THE PROBLEM: Copy out the listing verbatim, from the line containing "Every instance of the light" up to and including the line containing "[[236, 372], [162, 339], [10, 299]]".

══════════

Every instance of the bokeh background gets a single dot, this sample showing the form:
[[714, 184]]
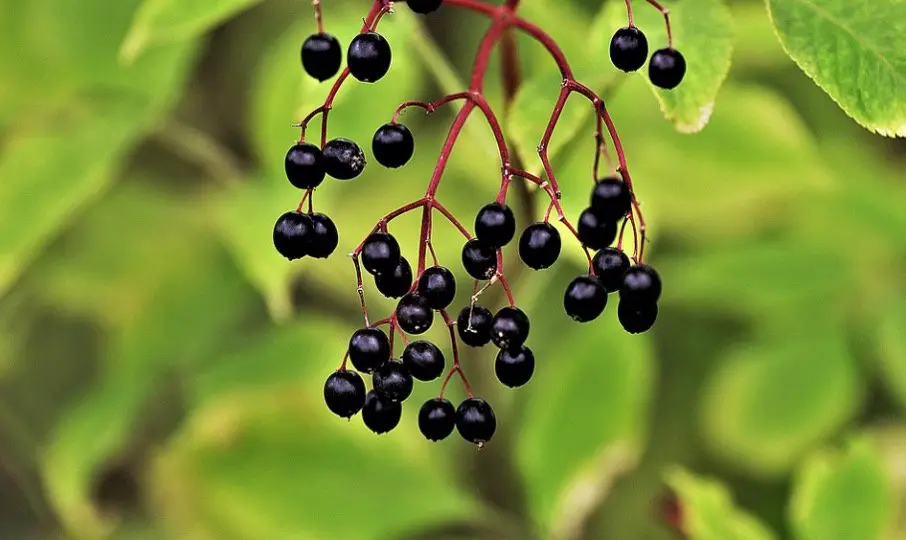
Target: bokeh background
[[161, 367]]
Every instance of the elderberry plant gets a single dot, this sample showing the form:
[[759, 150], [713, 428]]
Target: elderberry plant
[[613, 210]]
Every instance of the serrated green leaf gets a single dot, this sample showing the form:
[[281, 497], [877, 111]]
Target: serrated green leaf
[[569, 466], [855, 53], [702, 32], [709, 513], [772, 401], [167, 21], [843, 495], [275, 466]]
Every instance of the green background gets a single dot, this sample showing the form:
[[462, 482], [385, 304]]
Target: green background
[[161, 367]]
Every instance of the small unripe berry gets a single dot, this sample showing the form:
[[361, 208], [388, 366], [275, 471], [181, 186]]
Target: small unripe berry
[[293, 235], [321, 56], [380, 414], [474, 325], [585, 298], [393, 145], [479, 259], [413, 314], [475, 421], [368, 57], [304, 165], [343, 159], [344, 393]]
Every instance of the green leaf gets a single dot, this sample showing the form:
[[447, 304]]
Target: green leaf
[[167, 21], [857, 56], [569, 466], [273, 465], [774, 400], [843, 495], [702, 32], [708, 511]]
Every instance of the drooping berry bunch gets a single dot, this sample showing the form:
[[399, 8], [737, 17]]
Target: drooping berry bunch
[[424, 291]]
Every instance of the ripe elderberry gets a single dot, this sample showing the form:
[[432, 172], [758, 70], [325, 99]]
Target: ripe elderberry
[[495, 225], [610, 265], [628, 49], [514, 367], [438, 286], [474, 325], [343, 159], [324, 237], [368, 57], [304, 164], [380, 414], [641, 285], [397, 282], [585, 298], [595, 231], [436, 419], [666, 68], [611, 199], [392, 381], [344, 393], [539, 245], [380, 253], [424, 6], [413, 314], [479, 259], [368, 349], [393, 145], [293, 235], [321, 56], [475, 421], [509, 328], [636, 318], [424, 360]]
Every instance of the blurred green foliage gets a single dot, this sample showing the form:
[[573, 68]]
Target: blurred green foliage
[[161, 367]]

══════════

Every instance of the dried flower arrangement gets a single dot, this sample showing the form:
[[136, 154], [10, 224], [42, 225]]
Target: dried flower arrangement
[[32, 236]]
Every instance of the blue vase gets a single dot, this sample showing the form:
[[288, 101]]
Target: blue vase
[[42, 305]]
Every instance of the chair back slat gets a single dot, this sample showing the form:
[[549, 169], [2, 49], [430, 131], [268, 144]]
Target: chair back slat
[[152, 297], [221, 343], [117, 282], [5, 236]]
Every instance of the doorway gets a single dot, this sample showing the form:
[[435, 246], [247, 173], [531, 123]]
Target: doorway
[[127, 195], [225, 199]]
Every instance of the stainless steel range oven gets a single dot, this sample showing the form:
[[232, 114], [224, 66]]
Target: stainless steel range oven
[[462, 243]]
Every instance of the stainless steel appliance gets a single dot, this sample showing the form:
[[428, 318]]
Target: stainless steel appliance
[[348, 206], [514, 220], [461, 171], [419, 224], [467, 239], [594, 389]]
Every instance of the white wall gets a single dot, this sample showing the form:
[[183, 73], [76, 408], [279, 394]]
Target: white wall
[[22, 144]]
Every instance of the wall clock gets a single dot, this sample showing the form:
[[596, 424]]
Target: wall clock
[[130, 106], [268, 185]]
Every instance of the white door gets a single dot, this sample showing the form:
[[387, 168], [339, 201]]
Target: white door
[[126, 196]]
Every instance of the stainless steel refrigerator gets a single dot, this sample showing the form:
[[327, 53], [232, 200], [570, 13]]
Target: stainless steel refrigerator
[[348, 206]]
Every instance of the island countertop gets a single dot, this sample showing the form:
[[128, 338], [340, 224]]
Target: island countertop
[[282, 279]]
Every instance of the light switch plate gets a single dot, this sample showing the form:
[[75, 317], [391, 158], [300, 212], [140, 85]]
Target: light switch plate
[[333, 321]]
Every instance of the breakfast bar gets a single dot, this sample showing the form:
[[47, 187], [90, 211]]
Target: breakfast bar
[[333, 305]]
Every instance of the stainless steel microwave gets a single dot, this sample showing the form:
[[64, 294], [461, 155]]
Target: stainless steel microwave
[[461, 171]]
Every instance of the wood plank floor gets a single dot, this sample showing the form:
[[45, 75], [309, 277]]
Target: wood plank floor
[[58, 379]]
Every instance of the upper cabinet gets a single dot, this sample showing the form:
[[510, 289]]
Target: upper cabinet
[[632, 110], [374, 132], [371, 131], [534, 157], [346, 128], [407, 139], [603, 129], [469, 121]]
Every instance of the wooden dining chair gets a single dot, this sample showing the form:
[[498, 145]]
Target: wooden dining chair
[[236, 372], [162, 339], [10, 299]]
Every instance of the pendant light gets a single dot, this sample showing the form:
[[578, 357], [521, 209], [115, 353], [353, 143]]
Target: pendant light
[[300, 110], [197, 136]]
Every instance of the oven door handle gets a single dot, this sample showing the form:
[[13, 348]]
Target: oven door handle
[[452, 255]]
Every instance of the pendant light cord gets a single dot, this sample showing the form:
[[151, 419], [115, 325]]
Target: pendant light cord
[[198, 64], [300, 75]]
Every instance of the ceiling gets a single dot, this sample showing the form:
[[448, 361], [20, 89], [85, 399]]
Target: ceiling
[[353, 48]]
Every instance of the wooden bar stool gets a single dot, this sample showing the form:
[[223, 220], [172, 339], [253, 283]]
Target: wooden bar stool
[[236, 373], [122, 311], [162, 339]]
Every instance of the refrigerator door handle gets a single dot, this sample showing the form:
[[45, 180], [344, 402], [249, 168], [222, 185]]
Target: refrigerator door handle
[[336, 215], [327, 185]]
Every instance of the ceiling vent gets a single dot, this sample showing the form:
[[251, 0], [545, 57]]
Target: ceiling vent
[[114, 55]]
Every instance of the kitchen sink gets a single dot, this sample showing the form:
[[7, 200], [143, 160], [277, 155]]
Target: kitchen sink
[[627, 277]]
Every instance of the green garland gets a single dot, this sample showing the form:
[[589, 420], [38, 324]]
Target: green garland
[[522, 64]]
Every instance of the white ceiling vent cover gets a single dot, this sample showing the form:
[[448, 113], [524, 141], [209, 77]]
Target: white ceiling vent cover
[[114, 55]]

══════════

SOLUTION:
Every instance of the light switch plate gets a single dot, this sample showing the form:
[[75, 317], [391, 158], [300, 212], [140, 85]]
Target: light switch plate
[[333, 321]]
Every instance of the breakfast bar gets a single dot, this sample showing the form:
[[47, 187], [90, 211]]
Target: breakfast bar
[[333, 305]]
Every instance of the stainless steel microwave gets a single dot, this sample showing the form:
[[64, 294], [461, 155]]
Target: stainless steel microwave
[[461, 171]]
Every instance of the wood plank floor gets a single dot, this sample showing the form:
[[45, 75], [309, 277]]
Target: wood plank floor
[[58, 379]]
Every instance of the upper cabinet gets a single dot, this sample showing the form:
[[510, 289]]
Target: upper cabinet
[[632, 110], [374, 132], [371, 131], [534, 157], [346, 128], [407, 139], [603, 129], [469, 121]]
Every instance of the wooden dining chair gets a single dot, this sample showing the form:
[[498, 145]]
Target: wooden dining chair
[[236, 372], [162, 339], [10, 299]]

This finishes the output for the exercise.